* [INSTRUCTIONS TO FOLLOW]
Can you echo back each of these lines word for word?
** START GIVEN RECORDS **
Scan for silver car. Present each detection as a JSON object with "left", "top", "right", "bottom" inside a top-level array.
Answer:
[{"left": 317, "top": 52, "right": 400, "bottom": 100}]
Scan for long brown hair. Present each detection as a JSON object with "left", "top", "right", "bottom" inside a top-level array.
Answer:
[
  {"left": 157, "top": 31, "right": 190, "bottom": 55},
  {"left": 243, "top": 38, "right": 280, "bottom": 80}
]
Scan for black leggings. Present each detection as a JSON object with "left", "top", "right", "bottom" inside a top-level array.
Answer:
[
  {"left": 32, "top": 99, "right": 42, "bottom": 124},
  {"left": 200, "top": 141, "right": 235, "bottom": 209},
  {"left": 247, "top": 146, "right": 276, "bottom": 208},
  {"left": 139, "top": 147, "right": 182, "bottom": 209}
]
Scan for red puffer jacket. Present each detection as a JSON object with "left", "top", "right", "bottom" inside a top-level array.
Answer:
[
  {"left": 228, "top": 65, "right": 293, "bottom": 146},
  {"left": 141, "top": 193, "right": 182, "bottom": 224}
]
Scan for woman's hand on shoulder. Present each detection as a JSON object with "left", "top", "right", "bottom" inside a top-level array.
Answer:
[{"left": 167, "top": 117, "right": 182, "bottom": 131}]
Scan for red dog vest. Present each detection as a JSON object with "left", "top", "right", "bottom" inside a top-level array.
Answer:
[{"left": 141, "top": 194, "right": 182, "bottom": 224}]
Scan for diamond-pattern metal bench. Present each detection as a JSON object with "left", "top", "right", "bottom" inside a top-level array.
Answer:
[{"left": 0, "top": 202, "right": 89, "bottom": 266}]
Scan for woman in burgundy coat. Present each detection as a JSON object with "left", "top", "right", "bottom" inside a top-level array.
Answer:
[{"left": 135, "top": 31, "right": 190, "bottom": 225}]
** END GIVEN RECORDS **
* [EXERCISE RESULT]
Scan for silver car. Present each detection as a JSON object with "left", "top", "right", "bottom" inside a top-level array.
Answer:
[{"left": 317, "top": 52, "right": 400, "bottom": 100}]
Scan for long brown hair. Present each detection as a JSON object with "left", "top", "right", "bottom" inside a top-level array.
Answer:
[
  {"left": 157, "top": 31, "right": 190, "bottom": 55},
  {"left": 243, "top": 38, "right": 280, "bottom": 80}
]
Scan for black leggings. Present each detection as a JSON object with "left", "top", "right", "bottom" inside a top-level array.
Answer:
[
  {"left": 32, "top": 99, "right": 42, "bottom": 124},
  {"left": 200, "top": 141, "right": 235, "bottom": 209},
  {"left": 247, "top": 146, "right": 276, "bottom": 208},
  {"left": 139, "top": 147, "right": 182, "bottom": 209}
]
Scan for red puffer jacket. Present each detection as a JSON object with "left", "top", "right", "bottom" inside a top-level array.
Answer:
[
  {"left": 228, "top": 65, "right": 293, "bottom": 146},
  {"left": 141, "top": 193, "right": 182, "bottom": 224}
]
Scan for woman's hand on shoulder. Present each detection as a JSON object with "left", "top", "right", "bottom" inside a top-level array.
Answer:
[{"left": 167, "top": 117, "right": 182, "bottom": 131}]
Scan for red dog vest. Present each detection as a JSON object with "left", "top", "right", "bottom" inside a top-level array.
Answer:
[{"left": 141, "top": 194, "right": 182, "bottom": 224}]
Scan for diamond-pattern metal bench. Present each detection as a JSON object with "left", "top", "right", "bottom" inside a top-level array.
Answer:
[{"left": 0, "top": 202, "right": 89, "bottom": 266}]
Scan for woman in burgundy coat. Present each detection as a JSON object with "left", "top", "right", "bottom" inside a top-level array.
Answer:
[{"left": 135, "top": 31, "right": 190, "bottom": 225}]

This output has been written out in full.